Passage provided:
## start

In refactoring, there is a premium on knowing when to quit.

-- Kent Beck

Refactoring is an iterative design strategy. Each refactoring improves an implementation in a small way without altering its observable behavior. You refactor to make the implementation easier to repair and to extend. The refactorings themselves add no business value.

Programming in XP is a four part process: listening, testing, coding, and designing. Design comes after you have a test for what the customer wants, and you have a simple implementation already coded. Of course, your simple implementation is based on your definition of simple. Your first cut may even be optimally coded in which the design is complete for the task you are working on. Your next task may require you to copy some similar code from another module, because there's no API to get at it. Copying code is usually the simplest way to see if that code actually works, that is, passes your tests. Copying code is not good design. After you get the copy working, you need to refactor the original module and your new code to use a common API. And, that's emergent design.

The designing emerges from the problem, completely naturally, like you organize a kitchen. The figure out where to put things depending on how frequently they are used. If you only use that fruitcake pan once a year, you probably tuck it away in the back of a hard to reach cabinet. Similarly, if a routine is used only in one place, you keep it private within a module. The first time it is used elsewhere, you may copy it. If you find another use for it, you refactor all three uses so that they call a single copy of the routine. In XP, we call this the Rule of Three, [1] and basically it says you only know some code is reusable if you copy it two times. Refactoring is the process by which you make the code reusable.

This chapter demonstrates several refactorings in the context of a single example, Mail::POP3Client. We discuss how and when to refactor and why refactoring is a good design strategy. We show how refactoring makes it easier to fix a couple of defects found by the unit test in Unit Testing.

Design on Demand

XP has no explicit design phase. We start coding right away. The design evolves through expansions (adding or exposing function) and contractions (eliminating redundant or unused code).

Refactoring occurs in both phases. During contraction, we clean up excesses of the past, usually caused by copy-and-paste. During expansion, we modularize function to make it accessible for the task at hand. Expansion solves today's problems. Contraction helps mitigate future problems.

Mail::POP3Client

The examples in this chapter use the foundation we laid in Unit Testing. Mail::POP3Client[2] is a CPAN class that implements the client side of the POP3 mail retrieval protocol. Since refactoring does not change observable behavior, you don't need to understand how POP3 works to follow the examples in this chapter.

## end

Supplied information:
## start

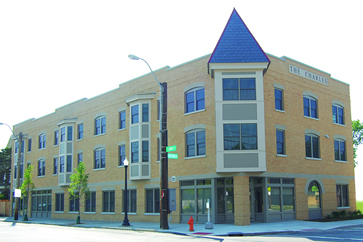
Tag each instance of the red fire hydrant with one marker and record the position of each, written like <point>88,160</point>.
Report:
<point>191,224</point>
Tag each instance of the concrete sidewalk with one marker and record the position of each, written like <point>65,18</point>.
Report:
<point>199,229</point>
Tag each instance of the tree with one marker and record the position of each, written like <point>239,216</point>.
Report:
<point>79,186</point>
<point>357,129</point>
<point>27,187</point>
<point>5,171</point>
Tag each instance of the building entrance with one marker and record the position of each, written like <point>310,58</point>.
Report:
<point>256,200</point>
<point>225,201</point>
<point>42,204</point>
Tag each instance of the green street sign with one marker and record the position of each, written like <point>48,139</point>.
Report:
<point>173,156</point>
<point>171,148</point>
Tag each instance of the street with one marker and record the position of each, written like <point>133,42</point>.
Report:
<point>13,232</point>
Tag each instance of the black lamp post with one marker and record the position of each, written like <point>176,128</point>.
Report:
<point>126,219</point>
<point>164,187</point>
<point>18,163</point>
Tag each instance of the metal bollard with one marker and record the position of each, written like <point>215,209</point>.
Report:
<point>191,224</point>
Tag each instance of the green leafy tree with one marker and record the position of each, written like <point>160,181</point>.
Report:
<point>5,171</point>
<point>357,128</point>
<point>27,187</point>
<point>79,186</point>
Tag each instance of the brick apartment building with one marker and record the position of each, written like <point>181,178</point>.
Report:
<point>264,138</point>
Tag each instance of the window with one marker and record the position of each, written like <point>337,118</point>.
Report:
<point>108,202</point>
<point>239,89</point>
<point>55,166</point>
<point>135,152</point>
<point>29,145</point>
<point>56,137</point>
<point>61,164</point>
<point>17,147</point>
<point>79,158</point>
<point>152,200</point>
<point>339,150</point>
<point>342,196</point>
<point>135,114</point>
<point>280,142</point>
<point>122,154</point>
<point>63,134</point>
<point>314,195</point>
<point>131,198</point>
<point>80,131</point>
<point>59,202</point>
<point>278,100</point>
<point>69,133</point>
<point>90,205</point>
<point>145,112</point>
<point>158,141</point>
<point>122,116</point>
<point>41,167</point>
<point>69,163</point>
<point>312,146</point>
<point>194,100</point>
<point>310,107</point>
<point>240,136</point>
<point>42,141</point>
<point>74,203</point>
<point>145,151</point>
<point>158,108</point>
<point>338,114</point>
<point>100,125</point>
<point>195,143</point>
<point>100,159</point>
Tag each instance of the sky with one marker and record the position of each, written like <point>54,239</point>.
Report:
<point>56,52</point>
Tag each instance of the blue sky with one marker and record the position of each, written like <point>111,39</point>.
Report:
<point>55,52</point>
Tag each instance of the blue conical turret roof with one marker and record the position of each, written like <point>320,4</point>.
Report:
<point>237,44</point>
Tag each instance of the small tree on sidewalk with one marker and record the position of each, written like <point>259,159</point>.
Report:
<point>79,186</point>
<point>26,188</point>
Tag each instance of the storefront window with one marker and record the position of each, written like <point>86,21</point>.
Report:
<point>188,201</point>
<point>288,198</point>
<point>203,195</point>
<point>313,195</point>
<point>274,199</point>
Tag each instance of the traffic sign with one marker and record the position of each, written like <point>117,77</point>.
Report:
<point>173,156</point>
<point>171,148</point>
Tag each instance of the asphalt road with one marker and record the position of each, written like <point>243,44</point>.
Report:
<point>341,234</point>
<point>14,232</point>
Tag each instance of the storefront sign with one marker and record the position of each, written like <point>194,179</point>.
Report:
<point>307,74</point>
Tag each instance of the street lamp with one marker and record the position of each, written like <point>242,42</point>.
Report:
<point>20,143</point>
<point>126,220</point>
<point>163,143</point>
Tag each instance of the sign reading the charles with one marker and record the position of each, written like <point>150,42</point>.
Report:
<point>307,74</point>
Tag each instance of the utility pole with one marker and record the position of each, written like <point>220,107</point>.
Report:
<point>20,147</point>
<point>164,200</point>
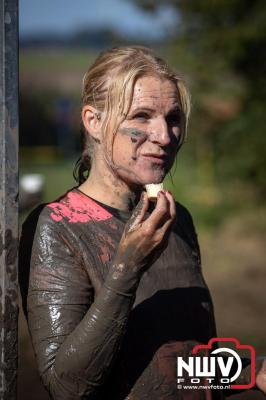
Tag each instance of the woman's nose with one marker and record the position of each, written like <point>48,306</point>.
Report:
<point>160,132</point>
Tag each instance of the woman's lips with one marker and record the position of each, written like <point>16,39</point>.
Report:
<point>160,159</point>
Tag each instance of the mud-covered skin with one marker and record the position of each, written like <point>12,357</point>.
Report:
<point>99,333</point>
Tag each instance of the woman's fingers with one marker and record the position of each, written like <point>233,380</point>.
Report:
<point>160,214</point>
<point>139,213</point>
<point>172,206</point>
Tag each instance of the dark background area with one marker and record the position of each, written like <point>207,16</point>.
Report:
<point>219,46</point>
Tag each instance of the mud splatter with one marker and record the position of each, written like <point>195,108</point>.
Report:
<point>77,207</point>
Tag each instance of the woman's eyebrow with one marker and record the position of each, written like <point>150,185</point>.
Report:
<point>138,109</point>
<point>175,108</point>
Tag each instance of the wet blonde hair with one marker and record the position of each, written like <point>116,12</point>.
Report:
<point>108,86</point>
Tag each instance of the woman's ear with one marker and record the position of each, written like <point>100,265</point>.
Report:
<point>92,121</point>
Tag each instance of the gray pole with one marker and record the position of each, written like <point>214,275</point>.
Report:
<point>8,196</point>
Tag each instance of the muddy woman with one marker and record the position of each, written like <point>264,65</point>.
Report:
<point>116,291</point>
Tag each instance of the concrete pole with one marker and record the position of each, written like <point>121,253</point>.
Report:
<point>8,196</point>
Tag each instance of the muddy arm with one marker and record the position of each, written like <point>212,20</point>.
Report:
<point>75,337</point>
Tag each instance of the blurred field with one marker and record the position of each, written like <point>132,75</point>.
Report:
<point>232,236</point>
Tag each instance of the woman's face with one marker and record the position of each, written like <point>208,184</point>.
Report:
<point>147,141</point>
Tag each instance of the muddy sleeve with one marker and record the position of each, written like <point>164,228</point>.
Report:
<point>76,337</point>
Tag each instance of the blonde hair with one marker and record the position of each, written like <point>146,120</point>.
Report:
<point>108,86</point>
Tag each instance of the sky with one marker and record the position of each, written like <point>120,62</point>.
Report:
<point>67,16</point>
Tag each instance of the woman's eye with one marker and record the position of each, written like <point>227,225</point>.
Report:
<point>141,116</point>
<point>173,120</point>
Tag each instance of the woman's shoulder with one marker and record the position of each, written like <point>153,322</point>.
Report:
<point>183,215</point>
<point>184,225</point>
<point>73,208</point>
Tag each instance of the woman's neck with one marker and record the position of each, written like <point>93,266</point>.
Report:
<point>104,186</point>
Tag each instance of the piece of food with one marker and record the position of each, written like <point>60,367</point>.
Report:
<point>153,189</point>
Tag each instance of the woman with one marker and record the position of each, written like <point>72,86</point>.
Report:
<point>116,289</point>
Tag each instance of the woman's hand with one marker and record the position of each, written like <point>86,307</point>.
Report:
<point>144,238</point>
<point>261,377</point>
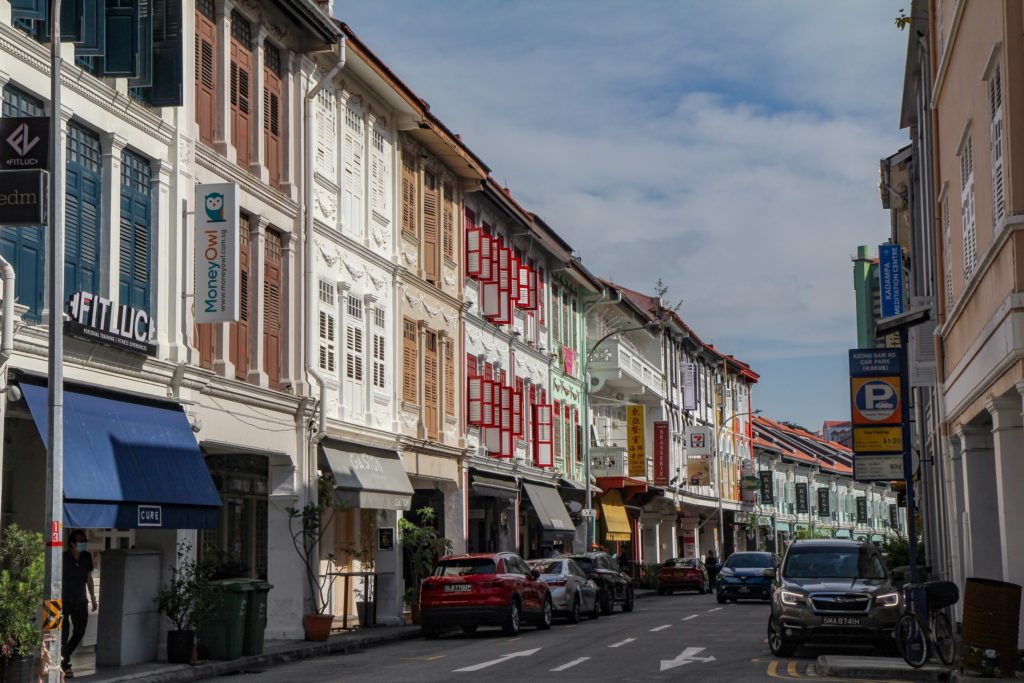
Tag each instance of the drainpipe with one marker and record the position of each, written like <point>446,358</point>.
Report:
<point>310,255</point>
<point>7,336</point>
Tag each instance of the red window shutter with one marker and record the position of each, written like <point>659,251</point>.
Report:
<point>271,124</point>
<point>241,94</point>
<point>543,452</point>
<point>239,332</point>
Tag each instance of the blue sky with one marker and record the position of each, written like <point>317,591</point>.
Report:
<point>729,147</point>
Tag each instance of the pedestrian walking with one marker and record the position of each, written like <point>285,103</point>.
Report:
<point>77,580</point>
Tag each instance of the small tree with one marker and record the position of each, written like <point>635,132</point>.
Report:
<point>423,544</point>
<point>307,527</point>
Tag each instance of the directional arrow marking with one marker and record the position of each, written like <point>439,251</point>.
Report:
<point>686,656</point>
<point>478,667</point>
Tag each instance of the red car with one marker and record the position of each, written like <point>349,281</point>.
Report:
<point>483,589</point>
<point>683,573</point>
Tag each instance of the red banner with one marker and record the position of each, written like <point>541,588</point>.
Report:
<point>660,454</point>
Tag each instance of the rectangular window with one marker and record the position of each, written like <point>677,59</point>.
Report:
<point>241,88</point>
<point>271,113</point>
<point>206,71</point>
<point>410,363</point>
<point>272,295</point>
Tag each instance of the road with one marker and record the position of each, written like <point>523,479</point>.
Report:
<point>666,638</point>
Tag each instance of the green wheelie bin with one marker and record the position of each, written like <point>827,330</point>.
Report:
<point>255,617</point>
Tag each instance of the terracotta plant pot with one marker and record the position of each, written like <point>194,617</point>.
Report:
<point>317,627</point>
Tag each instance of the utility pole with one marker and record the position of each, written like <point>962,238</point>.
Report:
<point>54,366</point>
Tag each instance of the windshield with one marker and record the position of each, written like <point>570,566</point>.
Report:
<point>464,567</point>
<point>824,562</point>
<point>749,561</point>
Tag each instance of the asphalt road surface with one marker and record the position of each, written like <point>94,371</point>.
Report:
<point>677,637</point>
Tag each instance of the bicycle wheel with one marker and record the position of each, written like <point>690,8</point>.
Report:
<point>945,643</point>
<point>911,638</point>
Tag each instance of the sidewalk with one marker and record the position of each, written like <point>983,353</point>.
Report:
<point>274,652</point>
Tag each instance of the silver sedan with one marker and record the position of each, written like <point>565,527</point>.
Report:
<point>571,592</point>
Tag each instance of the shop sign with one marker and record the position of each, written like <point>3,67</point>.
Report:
<point>23,198</point>
<point>102,321</point>
<point>662,454</point>
<point>635,441</point>
<point>801,491</point>
<point>217,253</point>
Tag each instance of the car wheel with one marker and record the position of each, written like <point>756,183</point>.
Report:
<point>778,645</point>
<point>574,612</point>
<point>511,626</point>
<point>605,602</point>
<point>546,615</point>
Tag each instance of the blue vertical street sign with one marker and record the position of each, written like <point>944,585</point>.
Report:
<point>891,280</point>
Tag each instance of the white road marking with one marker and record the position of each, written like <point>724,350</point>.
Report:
<point>686,656</point>
<point>569,665</point>
<point>492,663</point>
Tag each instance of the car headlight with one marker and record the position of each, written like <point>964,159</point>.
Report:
<point>888,599</point>
<point>791,598</point>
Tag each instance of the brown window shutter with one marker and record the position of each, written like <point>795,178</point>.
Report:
<point>408,194</point>
<point>271,124</point>
<point>430,385</point>
<point>272,267</point>
<point>240,330</point>
<point>430,268</point>
<point>448,236</point>
<point>241,101</point>
<point>409,361</point>
<point>206,80</point>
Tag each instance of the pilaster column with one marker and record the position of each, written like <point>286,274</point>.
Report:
<point>980,506</point>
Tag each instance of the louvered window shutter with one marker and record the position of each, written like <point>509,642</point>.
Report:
<point>272,294</point>
<point>410,363</point>
<point>271,113</point>
<point>240,331</point>
<point>409,195</point>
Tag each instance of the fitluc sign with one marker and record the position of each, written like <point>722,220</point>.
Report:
<point>217,253</point>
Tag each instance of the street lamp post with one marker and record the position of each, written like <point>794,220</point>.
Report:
<point>586,422</point>
<point>718,477</point>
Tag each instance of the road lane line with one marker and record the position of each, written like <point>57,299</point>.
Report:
<point>569,665</point>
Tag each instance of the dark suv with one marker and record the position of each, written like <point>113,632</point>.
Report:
<point>832,591</point>
<point>613,585</point>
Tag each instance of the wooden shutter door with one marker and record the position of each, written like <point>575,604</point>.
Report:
<point>240,330</point>
<point>272,262</point>
<point>430,385</point>
<point>206,79</point>
<point>430,268</point>
<point>409,363</point>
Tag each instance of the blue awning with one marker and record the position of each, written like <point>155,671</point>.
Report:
<point>128,464</point>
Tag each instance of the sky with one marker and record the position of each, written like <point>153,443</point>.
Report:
<point>728,147</point>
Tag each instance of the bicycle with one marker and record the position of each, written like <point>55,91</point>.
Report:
<point>918,636</point>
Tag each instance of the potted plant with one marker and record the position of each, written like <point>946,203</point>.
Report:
<point>307,527</point>
<point>423,544</point>
<point>186,599</point>
<point>22,578</point>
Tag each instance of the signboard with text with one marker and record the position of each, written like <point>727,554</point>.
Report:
<point>635,441</point>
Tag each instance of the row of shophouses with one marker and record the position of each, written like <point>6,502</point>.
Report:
<point>404,327</point>
<point>955,195</point>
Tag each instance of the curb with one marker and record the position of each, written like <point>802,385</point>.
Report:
<point>342,645</point>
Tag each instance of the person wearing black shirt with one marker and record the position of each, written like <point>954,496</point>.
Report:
<point>77,578</point>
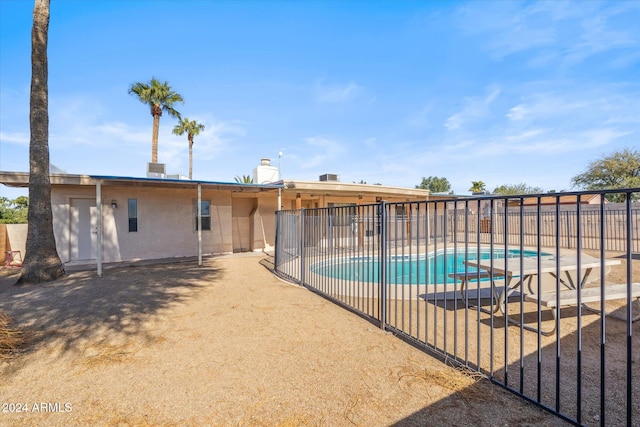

## end

Problem: Quote the passage on refactoring from "Refactoring occurs in" up to and including "in this chapter.". The items are not needed here.

Response to the task:
Refactoring occurs in both phases. During contraction, we clean up excesses of the past, usually caused by copy-and-paste. During expansion, we modularize function to make it accessible for the task at hand. Expansion solves today's problems. Contraction helps mitigate future problems.

Mail::POP3Client

The examples in this chapter use the foundation we laid in Unit Testing. Mail::POP3Client[2] is a CPAN class that implements the client side of the POP3 mail retrieval protocol. Since refactoring does not change observable behavior, you don't need to understand how POP3 works to follow the examples in this chapter.